▶ SHORT TASK
Starting with the line that contains "I'm looking for the dark hardwood" and going on through the line that contains "[96,189,104,219]", write those lines out again, substituting "pendant lamp" for "chandelier" everywhere it occurs and keeping everything else unchanged.

[Start PROVIDED DATA]

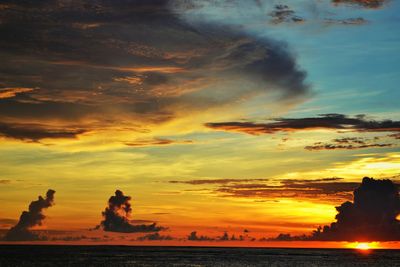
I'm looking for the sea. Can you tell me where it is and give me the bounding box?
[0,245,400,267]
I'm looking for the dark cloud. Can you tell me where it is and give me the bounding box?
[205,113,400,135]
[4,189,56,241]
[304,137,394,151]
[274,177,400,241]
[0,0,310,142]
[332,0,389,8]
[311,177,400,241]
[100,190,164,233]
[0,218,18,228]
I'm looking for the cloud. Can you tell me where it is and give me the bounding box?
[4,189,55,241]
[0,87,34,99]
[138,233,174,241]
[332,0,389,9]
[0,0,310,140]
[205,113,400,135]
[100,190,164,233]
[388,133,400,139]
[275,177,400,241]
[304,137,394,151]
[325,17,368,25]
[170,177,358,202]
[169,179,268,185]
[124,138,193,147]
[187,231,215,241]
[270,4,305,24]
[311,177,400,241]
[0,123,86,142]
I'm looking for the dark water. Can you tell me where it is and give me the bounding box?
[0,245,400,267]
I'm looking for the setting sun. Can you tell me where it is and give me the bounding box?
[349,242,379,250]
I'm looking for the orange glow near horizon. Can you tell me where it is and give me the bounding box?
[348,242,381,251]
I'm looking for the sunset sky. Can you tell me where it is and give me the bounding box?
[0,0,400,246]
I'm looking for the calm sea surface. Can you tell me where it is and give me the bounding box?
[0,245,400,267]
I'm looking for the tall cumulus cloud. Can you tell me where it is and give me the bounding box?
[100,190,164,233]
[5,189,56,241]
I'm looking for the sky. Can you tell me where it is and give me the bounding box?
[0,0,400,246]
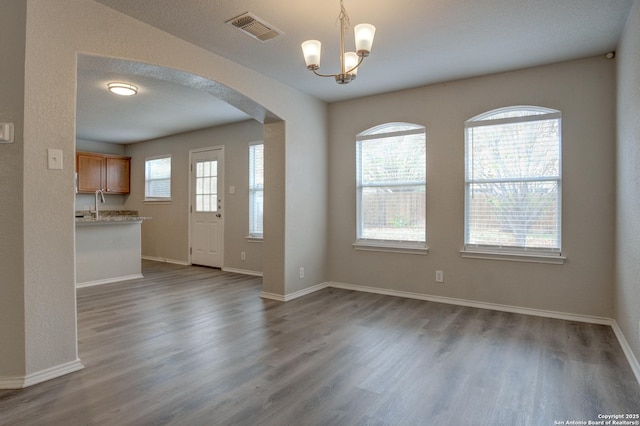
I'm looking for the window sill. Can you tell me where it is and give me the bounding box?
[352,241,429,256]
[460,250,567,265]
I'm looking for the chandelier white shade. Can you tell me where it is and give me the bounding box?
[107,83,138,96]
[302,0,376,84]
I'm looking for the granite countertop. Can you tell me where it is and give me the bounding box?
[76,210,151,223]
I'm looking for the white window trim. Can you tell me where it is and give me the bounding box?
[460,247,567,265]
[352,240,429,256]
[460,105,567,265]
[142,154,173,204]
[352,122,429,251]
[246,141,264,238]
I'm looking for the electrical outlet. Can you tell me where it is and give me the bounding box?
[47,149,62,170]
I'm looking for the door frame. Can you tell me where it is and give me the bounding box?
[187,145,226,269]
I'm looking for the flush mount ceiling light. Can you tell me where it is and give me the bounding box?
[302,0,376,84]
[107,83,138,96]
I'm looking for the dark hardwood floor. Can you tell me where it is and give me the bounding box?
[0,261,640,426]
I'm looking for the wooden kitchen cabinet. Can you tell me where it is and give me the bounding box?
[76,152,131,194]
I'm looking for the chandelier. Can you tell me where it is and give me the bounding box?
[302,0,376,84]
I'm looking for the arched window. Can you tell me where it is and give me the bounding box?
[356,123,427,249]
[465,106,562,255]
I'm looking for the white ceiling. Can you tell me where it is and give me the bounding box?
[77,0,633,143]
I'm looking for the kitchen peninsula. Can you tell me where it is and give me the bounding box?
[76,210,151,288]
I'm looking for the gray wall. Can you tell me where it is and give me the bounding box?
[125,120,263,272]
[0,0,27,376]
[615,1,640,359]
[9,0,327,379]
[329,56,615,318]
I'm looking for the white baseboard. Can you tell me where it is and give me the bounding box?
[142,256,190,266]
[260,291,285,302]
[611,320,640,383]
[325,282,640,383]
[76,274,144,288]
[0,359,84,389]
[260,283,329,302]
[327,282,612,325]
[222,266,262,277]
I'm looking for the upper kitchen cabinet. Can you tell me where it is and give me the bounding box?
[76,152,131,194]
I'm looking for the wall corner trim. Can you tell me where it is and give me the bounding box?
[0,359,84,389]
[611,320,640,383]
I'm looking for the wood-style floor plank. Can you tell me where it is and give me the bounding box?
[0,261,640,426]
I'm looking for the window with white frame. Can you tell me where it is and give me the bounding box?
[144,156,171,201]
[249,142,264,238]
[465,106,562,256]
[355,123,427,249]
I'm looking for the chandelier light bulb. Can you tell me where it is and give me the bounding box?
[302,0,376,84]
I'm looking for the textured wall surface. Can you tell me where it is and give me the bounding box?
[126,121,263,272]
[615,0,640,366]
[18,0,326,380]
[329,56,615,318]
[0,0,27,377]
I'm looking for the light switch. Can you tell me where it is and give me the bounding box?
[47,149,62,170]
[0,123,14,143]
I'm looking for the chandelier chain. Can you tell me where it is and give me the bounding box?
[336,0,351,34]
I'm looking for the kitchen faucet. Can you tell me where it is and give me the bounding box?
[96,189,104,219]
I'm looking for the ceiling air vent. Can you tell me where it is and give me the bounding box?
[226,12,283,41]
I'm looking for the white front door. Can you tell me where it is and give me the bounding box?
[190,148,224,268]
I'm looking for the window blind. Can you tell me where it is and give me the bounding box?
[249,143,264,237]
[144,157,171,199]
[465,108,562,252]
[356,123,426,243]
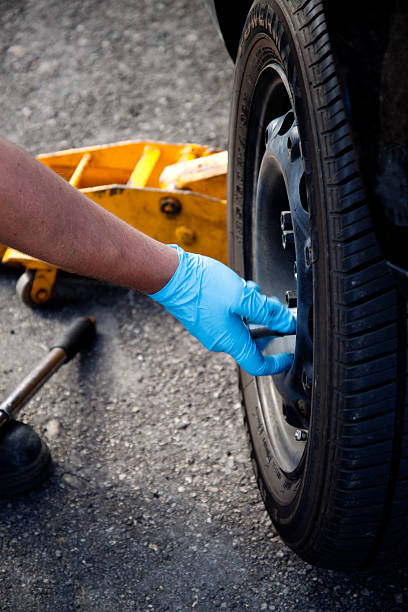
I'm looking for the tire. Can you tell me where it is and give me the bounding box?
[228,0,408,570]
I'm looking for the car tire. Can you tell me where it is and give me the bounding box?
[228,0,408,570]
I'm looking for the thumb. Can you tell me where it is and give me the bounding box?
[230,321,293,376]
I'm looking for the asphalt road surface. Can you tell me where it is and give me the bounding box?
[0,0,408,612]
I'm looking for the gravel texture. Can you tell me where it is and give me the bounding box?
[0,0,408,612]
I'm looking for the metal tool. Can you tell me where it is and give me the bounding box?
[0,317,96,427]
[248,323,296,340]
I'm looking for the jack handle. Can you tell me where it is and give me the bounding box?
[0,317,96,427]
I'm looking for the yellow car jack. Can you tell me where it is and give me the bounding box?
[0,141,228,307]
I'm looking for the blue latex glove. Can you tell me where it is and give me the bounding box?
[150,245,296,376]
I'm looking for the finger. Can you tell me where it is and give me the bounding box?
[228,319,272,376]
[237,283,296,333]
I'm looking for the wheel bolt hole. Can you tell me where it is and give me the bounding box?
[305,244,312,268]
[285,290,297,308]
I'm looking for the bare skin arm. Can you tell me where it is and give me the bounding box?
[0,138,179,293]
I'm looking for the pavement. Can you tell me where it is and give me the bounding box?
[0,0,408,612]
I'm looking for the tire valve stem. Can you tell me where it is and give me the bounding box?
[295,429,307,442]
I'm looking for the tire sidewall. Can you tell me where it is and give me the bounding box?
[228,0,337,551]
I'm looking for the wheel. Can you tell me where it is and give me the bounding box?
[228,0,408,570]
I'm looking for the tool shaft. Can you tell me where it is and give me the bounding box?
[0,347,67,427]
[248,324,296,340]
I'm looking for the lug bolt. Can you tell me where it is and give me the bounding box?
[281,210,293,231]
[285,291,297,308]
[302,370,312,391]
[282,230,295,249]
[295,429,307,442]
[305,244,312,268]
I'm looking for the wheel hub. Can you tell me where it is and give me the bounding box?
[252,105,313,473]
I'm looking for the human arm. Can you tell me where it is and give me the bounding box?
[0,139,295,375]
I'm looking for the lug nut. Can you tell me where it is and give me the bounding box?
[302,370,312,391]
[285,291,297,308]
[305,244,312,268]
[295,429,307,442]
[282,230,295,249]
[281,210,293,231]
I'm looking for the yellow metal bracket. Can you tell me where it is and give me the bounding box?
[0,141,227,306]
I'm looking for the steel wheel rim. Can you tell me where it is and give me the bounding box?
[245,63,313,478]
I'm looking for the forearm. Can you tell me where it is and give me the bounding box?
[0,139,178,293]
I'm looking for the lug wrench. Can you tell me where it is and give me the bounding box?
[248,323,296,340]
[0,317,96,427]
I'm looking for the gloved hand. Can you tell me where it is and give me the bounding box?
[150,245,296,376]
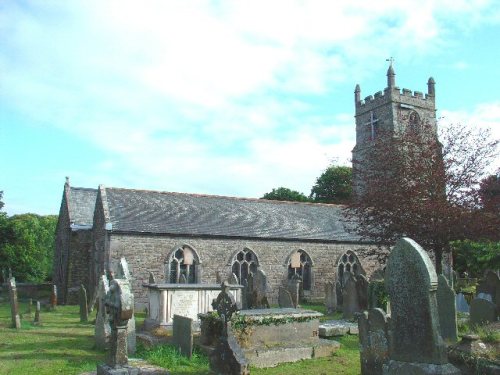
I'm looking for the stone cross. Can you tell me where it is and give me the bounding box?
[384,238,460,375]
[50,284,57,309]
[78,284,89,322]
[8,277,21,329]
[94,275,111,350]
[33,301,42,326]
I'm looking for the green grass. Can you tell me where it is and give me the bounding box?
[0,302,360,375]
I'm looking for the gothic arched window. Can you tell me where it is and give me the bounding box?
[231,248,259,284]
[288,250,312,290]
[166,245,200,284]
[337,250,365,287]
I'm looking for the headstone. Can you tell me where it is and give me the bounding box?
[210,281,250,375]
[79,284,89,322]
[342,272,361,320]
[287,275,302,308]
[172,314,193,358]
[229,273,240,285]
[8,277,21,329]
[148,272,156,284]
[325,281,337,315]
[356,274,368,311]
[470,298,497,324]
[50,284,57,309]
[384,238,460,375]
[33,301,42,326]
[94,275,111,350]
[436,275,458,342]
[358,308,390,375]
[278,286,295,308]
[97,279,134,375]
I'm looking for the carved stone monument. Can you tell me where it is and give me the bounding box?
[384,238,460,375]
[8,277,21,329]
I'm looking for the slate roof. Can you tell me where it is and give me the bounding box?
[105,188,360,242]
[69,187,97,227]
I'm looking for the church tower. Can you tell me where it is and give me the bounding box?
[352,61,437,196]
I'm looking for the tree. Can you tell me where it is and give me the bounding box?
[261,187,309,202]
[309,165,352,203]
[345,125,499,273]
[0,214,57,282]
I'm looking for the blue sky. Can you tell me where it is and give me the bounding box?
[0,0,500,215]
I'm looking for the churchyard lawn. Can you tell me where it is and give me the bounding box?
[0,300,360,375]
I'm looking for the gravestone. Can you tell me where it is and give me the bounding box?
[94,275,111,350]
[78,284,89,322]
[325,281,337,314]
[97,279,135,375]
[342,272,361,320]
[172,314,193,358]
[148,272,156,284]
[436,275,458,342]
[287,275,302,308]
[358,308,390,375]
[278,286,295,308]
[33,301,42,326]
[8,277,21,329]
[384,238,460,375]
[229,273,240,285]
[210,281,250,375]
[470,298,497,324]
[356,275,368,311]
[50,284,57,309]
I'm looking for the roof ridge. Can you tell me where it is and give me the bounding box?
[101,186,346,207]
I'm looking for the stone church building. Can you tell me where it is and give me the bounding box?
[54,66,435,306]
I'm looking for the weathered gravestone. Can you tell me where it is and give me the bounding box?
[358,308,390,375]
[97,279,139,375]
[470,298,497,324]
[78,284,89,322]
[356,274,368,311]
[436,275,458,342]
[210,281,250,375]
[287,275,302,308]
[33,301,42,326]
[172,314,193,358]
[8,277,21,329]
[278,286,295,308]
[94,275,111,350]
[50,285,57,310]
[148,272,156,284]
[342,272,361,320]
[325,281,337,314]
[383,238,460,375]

[End PROVIDED DATA]

▶ WRITTEN ANSWER
I'm looking for the dark hardwood floor. Can you tell me where it is and give me the bounding box?
[0,261,640,426]
I'm looking for the wooden kitchen cabinet. Can you tell me where it is and give me the bounding box?
[76,152,131,194]
I'm looking for the pendant lamp. Can you tell me where it is and give me the bounding box?
[302,0,376,84]
I'm looking for the arched window. Can you tell me where it is and give me the bounding box?
[356,123,427,249]
[465,106,562,255]
I'm looking for the white ceiling. Can you tell me where it is and give me the bounding box?
[77,0,633,143]
I'm looking for the kitchen peninsula. Can you tell me where it is and give me the bounding box?
[76,210,151,288]
I'm looking for the gray wall. Can you tell me where it is and give me the bounding box?
[125,120,263,272]
[0,0,27,376]
[615,1,640,359]
[9,0,327,379]
[329,56,615,318]
I'm looking for the white baseboard. Can you tell me where it is and give me the bounding box?
[142,256,190,266]
[260,291,285,302]
[611,320,640,383]
[325,282,640,383]
[76,274,144,288]
[0,359,84,389]
[260,283,329,302]
[327,282,612,325]
[222,266,262,277]
I'm looking for the upper kitchen cabinet. Can you tell me where it is and give me the bounding box?
[76,152,131,194]
I'm looking for the wall corner trim. Can you tell me where it is and give me the bounding box?
[0,359,84,389]
[611,320,640,383]
I'm looking for the wood-style floor plank. Can you tell me where it is and give me the bounding box?
[0,261,640,426]
I'm looking for the window with white frame. Can you tell me where it is and give me the bounding box?
[144,156,171,201]
[249,142,264,238]
[465,106,562,256]
[355,123,427,249]
I'm looking for the pendant lamp light bulb. Can you tell me where it is and give me the bounding box?
[302,0,376,84]
I'm looking for the textured wall surface. Can you tell me where it is and give me the bounding box?
[126,121,263,272]
[615,0,640,366]
[18,0,326,380]
[329,56,615,318]
[0,0,27,377]
I'm looking for the light switch. Can you tell me where it is and give me the bounding box?
[47,149,62,170]
[0,123,14,143]
I'm looking for the pendant lamp chain. Can you tell me where it is and give me the bounding box?
[336,0,351,34]
I'm looking for the kitchen faucet. Can you tell me where it is and give me the bounding box?
[96,189,104,219]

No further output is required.